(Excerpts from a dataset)

· · · ·

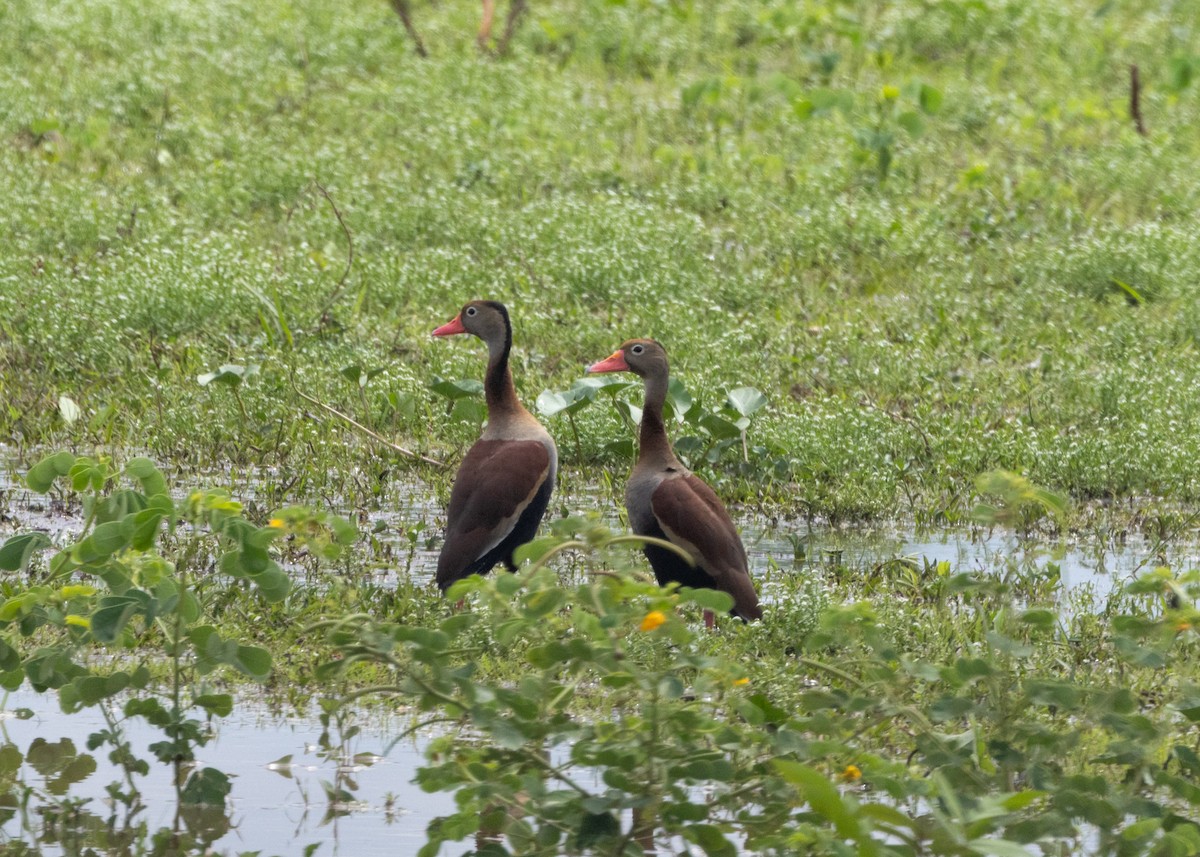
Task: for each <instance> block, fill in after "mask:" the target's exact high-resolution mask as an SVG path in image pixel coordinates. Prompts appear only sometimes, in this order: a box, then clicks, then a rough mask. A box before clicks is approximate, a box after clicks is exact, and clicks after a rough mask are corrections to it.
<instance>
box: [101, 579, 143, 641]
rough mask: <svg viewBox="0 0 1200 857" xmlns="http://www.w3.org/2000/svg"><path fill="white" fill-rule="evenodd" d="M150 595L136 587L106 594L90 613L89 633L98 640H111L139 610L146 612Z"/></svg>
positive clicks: (111, 639) (119, 634) (115, 639)
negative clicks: (124, 591) (97, 605)
mask: <svg viewBox="0 0 1200 857" xmlns="http://www.w3.org/2000/svg"><path fill="white" fill-rule="evenodd" d="M149 606H150V597H149V595H148V594H146V593H144V592H140V591H138V589H130V591H128V592H127V593H125V594H124V595H106V597H104V598H102V599H100V605H98V606H97V607H96V610H95V612H92V615H91V635H92V636H94V637H96V640H98V641H100V642H113V641H114V640H116V637H118V636H119V635H120V634H121V631H122V630H124V629H125V625H126V624H128V622H130V619H131V618H133V617H134V616H136V615H137V613H139V612H143V613H144V612H146V611H148V607H149Z"/></svg>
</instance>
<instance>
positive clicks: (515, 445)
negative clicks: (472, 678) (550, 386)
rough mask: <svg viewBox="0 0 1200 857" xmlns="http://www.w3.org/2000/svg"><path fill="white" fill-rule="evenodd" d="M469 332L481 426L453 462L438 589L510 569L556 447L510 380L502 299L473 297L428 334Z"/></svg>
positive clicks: (506, 314)
mask: <svg viewBox="0 0 1200 857" xmlns="http://www.w3.org/2000/svg"><path fill="white" fill-rule="evenodd" d="M454 334H474V335H475V336H478V337H479V338H481V340H482V341H484V342H485V343H486V344H487V374H486V376H485V378H484V395H485V398H486V401H487V426H486V427H485V429H484V433H482V435H481V436H480V438H479V441H476V442H475V444H474V445H473V447H472V448H470V450H469V451H468V453H467V457H464V459H463V460H462V465H460V466H458V474H457V475H456V477H455V480H454V489H451V491H450V508H449V509H448V510H446V537H445V544H444V545H443V546H442V555H440V556H439V557H438V587H439V588H440V589H443V591H444V589H445V588H446V587H448V586H450V585H451V583H454V582H455V581H456V580H461V579H463V577H467V576H468V575H473V574H486V573H487V571H490V570H491V568H492V567H493V565H496V563H498V562H503V563H504V564H505V565H508V567H509V569H514V570H515V569H516V565H515V564H514V562H512V551H515V550H516V549H517V547H520V546H521V545H523V544H524V543H527V541H529V540H530V539H533V537H534V534H535V533H536V532H538V525H539V523H541V516H542V515H544V514H545V513H546V505H547V504H548V503H550V492H551V491H553V489H554V473H556V471H557V468H558V450H557V449H556V448H554V441H553V439H552V438H551V437H550V433H548V432H547V431H546V430H545V429H542V426H541V424H540V422H539V421H538V420H536V419H534V416H533V414H530V413H529V412H528V410H526V409H524V407H523V406H522V404H521V402H520V400H518V398H517V394H516V389H515V388H514V386H512V373H511V372H510V371H509V352H510V350H511V349H512V325H511V323H510V322H509V312H508V310H505V308H504V305H503V304H497V302H496V301H492V300H473V301H470V302H469V304H467V305H466V306H463V307H462V311H461V312H460V313H458V314H457V316H455V318H454V320H451V322H449V323H448V324H443V325H442V326H440V328H438V329H437V330H434V331H433V335H434V336H451V335H454Z"/></svg>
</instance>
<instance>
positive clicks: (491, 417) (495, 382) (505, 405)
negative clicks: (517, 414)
mask: <svg viewBox="0 0 1200 857" xmlns="http://www.w3.org/2000/svg"><path fill="white" fill-rule="evenodd" d="M511 350H512V328H511V326H509V325H508V324H505V325H504V338H503V340H500V338H496V340H493V341H491V342H488V343H487V374H486V376H485V377H484V397H485V400H486V401H487V413H488V419H491V420H494V419H496V418H497V416H503V415H504V414H509V413H515V412H518V410H522V409H523V408H522V407H521V400H518V398H517V390H516V386H514V384H512V372H511V371H510V370H509V352H511Z"/></svg>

· · · ·

=== INSTRUCTION ===
Copy out everything from the start of the records down to the line containing "box: [101, 579, 143, 641]", swapping every "rough mask" for "draft mask" and changing nothing else. Leave out the pictures.

=== OUTPUT OF THE TASK ===
Task: for each <instance> block, fill in after "mask:" the target's exact high-resolution mask as an SVG path in image pixel coordinates. Prompts appear only sometimes, in this order: a box, then clicks, then a draft mask. A box before clicks is approximate, a box after clicks is exact, and clicks after a draft mask are corrections to it.
<instance>
box: [101, 579, 143, 641]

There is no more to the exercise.